Object outline annotations:

------------------------------------------------

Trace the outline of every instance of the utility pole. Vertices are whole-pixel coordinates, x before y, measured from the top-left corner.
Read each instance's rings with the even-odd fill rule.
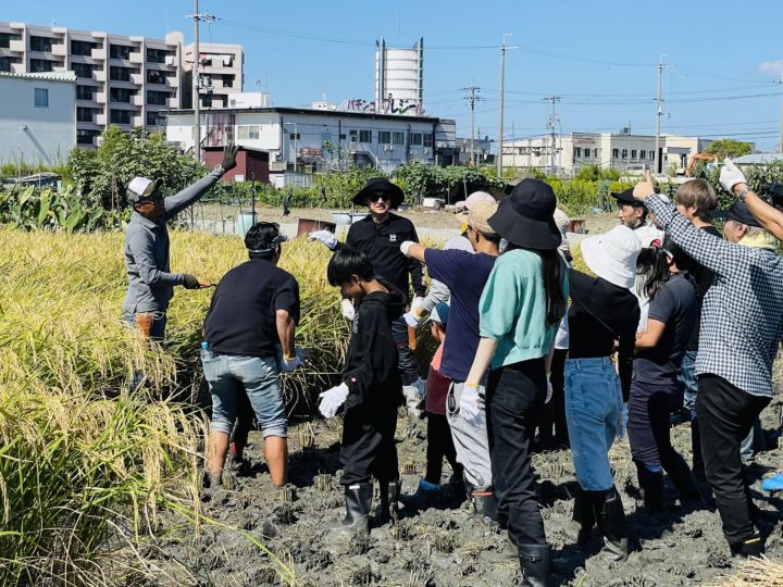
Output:
[[[498,124],[498,160],[497,176],[502,178],[502,125],[504,125],[504,108],[506,102],[506,37],[510,37],[511,33],[504,34],[504,40],[500,45],[500,123]],[[515,47],[509,47],[515,49]]]
[[[655,173],[661,173],[662,166],[661,166],[661,157],[660,157],[660,118],[663,115],[663,99],[661,97],[661,77],[663,75],[663,70],[671,68],[671,65],[667,65],[663,63],[663,59],[668,55],[668,53],[663,53],[660,58],[660,61],[658,61],[658,98],[656,100],[657,108],[656,108],[656,152],[655,152]]]
[[[557,125],[560,122],[560,120],[557,117],[557,112],[555,111],[555,104],[560,101],[559,96],[547,96],[544,98],[545,102],[551,102],[552,103],[552,111],[549,115],[549,122],[547,123],[547,128],[549,129],[549,161],[550,161],[550,168],[549,173],[555,173],[555,154],[557,153],[557,145],[555,142],[555,135],[557,133]]]
[[[194,0],[194,13],[188,16],[194,20],[194,66],[192,66],[192,105],[194,105],[194,125],[196,126],[196,142],[194,145],[194,157],[196,161],[201,163],[201,50],[199,49],[199,23],[201,21],[214,21],[212,14],[200,14],[198,11],[198,0]]]
[[[471,160],[470,164],[475,165],[475,103],[484,100],[481,96],[476,96],[481,91],[477,86],[462,88],[465,92],[464,100],[471,109]]]

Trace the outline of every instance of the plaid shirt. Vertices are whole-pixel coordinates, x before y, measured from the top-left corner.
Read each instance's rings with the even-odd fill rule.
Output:
[[[657,196],[645,207],[683,251],[714,273],[701,308],[696,374],[772,396],[772,362],[783,337],[783,259],[699,230]]]

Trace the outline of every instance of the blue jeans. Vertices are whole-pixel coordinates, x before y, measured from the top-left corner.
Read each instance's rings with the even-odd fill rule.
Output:
[[[620,378],[608,357],[566,361],[566,421],[576,480],[585,491],[614,485],[609,449],[622,405]]]
[[[201,364],[212,392],[213,432],[231,434],[240,403],[239,395],[247,392],[264,438],[288,437],[276,359],[215,354],[202,349]]]
[[[696,384],[696,351],[685,351],[683,363],[678,376],[683,386],[683,408],[691,412],[691,420],[696,417],[696,396],[698,385]]]

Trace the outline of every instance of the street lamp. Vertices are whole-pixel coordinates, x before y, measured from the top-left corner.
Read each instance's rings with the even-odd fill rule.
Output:
[[[299,141],[299,130],[297,129],[296,123],[283,123],[283,126],[293,126],[294,127],[294,173],[297,173],[297,159],[298,159],[298,154],[299,154],[297,145]]]

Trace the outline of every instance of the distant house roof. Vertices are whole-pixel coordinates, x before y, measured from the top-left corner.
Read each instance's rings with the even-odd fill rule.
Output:
[[[0,78],[10,77],[13,79],[45,79],[47,82],[76,82],[74,72],[39,72],[15,74],[9,72],[0,72]]]
[[[768,165],[775,161],[783,161],[783,153],[753,153],[737,157],[733,161],[738,165]]]

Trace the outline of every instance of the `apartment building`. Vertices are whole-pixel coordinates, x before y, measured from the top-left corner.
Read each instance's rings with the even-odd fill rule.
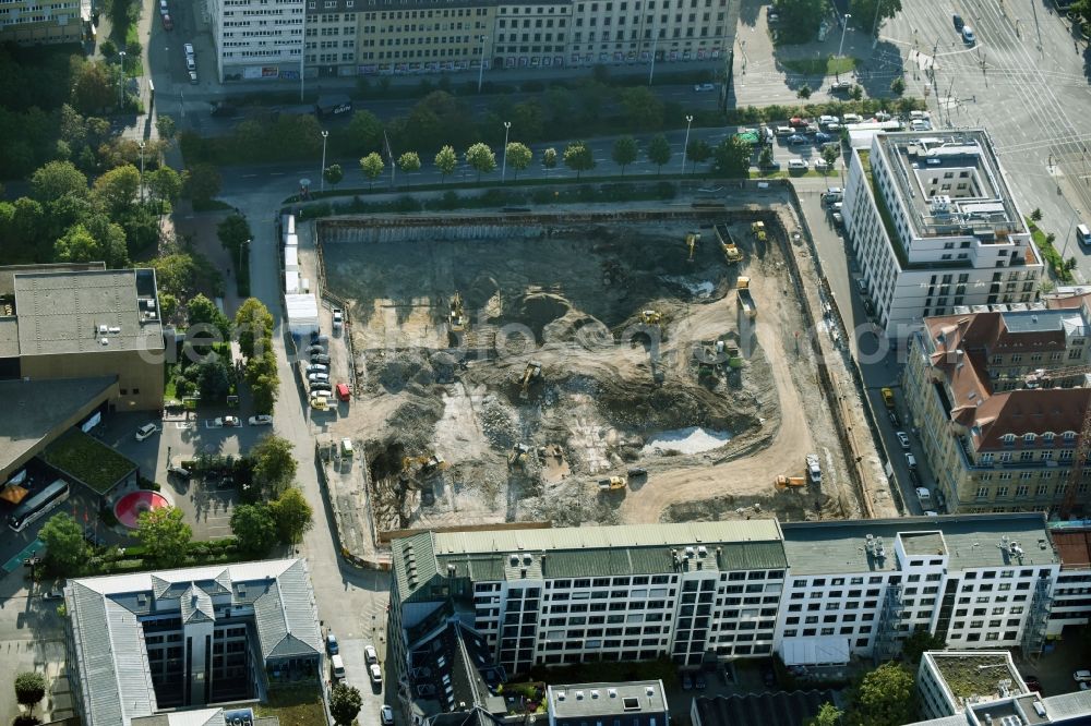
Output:
[[[983,130],[880,133],[849,159],[844,227],[886,336],[1039,297],[1042,261]]]
[[[931,317],[911,337],[902,386],[946,511],[1050,511],[1064,501],[1091,404],[1091,306],[1072,302]]]
[[[777,653],[822,668],[892,657],[919,628],[1036,653],[1059,573],[1041,513],[422,532],[393,543],[392,677],[429,722],[492,713],[495,686],[537,665]]]
[[[80,43],[91,33],[91,0],[7,0],[0,3],[0,43],[37,46]]]

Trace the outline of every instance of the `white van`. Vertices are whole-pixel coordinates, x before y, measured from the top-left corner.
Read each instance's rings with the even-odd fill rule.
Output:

------------------------------------------------

■ **TASK TO CARRY OUT**
Set out every line of the listing above as a numbered list, omitting the blank lines and leaving out the pictures.

■ **EXPECTED ANSWER**
1. Trace the outline of every instance of the utility pole. Vertices are whole-pixel coordinates, x before y, measured from the top-left corner.
2. Read each instance's rings with the even-odd fill rule.
3. Output:
4. [[[498,124],[498,160],[497,176],[502,178],[502,125],[504,125],[504,108],[506,102],[506,37],[510,37],[511,33],[504,34],[504,40],[500,45],[500,123]],[[515,47],[509,47],[515,49]]]
5. [[[655,173],[661,173],[662,166],[661,166],[661,157],[660,157],[660,118],[663,115],[663,99],[661,97],[661,77],[663,75],[663,70],[671,68],[671,65],[667,65],[663,63],[663,59],[668,55],[668,53],[663,53],[660,58],[660,61],[658,61],[658,98],[656,100],[657,108],[656,108],[656,152],[655,152]]]
6. [[[557,125],[560,122],[560,120],[557,117],[557,112],[555,111],[555,104],[560,101],[559,96],[547,96],[544,98],[545,102],[551,102],[552,103],[552,111],[549,115],[549,122],[547,123],[547,128],[549,129],[549,161],[550,161],[550,168],[549,173],[555,173],[555,154],[557,153],[557,145],[555,142],[555,135],[557,133]]]
7. [[[194,0],[194,13],[188,16],[194,20],[194,66],[192,66],[192,105],[194,105],[194,125],[196,126],[196,142],[194,145],[194,157],[196,161],[201,163],[201,50],[199,49],[199,23],[201,21],[214,21],[212,14],[200,14],[198,11],[198,0]]]
8. [[[471,160],[470,164],[475,165],[475,103],[484,100],[481,96],[476,96],[481,91],[477,86],[462,88],[465,92],[464,100],[471,109]]]
9. Trace the outline of every instance of the plaid shirt. Vertices are whole-pixel coordinates, x before y, measured from the top-left corner.
10. Read each instance's rings with the even-odd fill rule.
11. Output:
12. [[[657,196],[645,207],[683,251],[714,273],[701,308],[696,374],[772,396],[772,362],[783,337],[783,259],[699,230]]]
13. Trace the outline of every instance of the blue jeans. Vertices are whole-pixel coordinates, x before y, measured from the top-left corner.
14. Read each instance's rings with the even-odd fill rule.
15. Output:
16. [[[620,378],[608,357],[566,361],[566,421],[576,480],[585,491],[614,485],[609,449],[622,405]]]
17. [[[201,364],[212,392],[213,432],[231,434],[240,403],[239,395],[247,392],[264,438],[288,437],[276,359],[215,354],[202,349]]]
18. [[[696,384],[696,351],[685,351],[683,363],[678,376],[683,386],[683,408],[691,412],[691,420],[696,417],[696,396],[698,385]]]
19. Trace the outline of every instance of the street lamp. Vertices are whole-pixel coordinates, x before y, measured from the top-left corner.
20. Read each instance's rings with the even-odd fill rule.
21. Output:
22. [[[299,141],[299,130],[297,129],[296,123],[283,123],[283,126],[293,126],[294,127],[294,173],[297,173],[297,159],[298,159],[298,154],[299,154],[297,145]]]
23. Trace the outline of every instance of the distant house roof. Vertices are whole-pixel coordinates, x before y, measured from the top-left corner.
24. Read each instance's rings with the even-odd fill rule.
25. Output:
26. [[[0,78],[10,77],[13,79],[45,79],[47,82],[76,82],[74,72],[39,72],[15,74],[9,72],[0,72]]]
27. [[[768,165],[775,161],[783,161],[783,153],[753,153],[737,157],[733,161],[738,165]]]
28. Trace the outline of every instance of the `apartment building`. Vertices are whole-pixel coordinates, x before y, measured from the top-left corner.
29. Read each instance's rings with the even-odd fill rule.
30. Output:
31. [[[983,130],[880,133],[849,159],[844,227],[886,336],[1039,297],[1042,261]]]
32. [[[931,317],[911,337],[902,386],[946,511],[1050,511],[1064,501],[1091,404],[1091,306],[1072,302]]]
33. [[[777,653],[822,668],[892,657],[919,628],[1036,653],[1059,573],[1041,513],[422,532],[393,543],[392,677],[429,722],[492,713],[495,686],[537,665]]]
34. [[[80,43],[91,33],[91,0],[7,0],[0,3],[0,43],[37,46]]]
35. Trace the outline of every instance of the `white van`. Vertices are whole-pixel coordinates, x before y, measured from the top-left corner.
36. Read each instance's rings with the even-odd fill rule.
37. Output:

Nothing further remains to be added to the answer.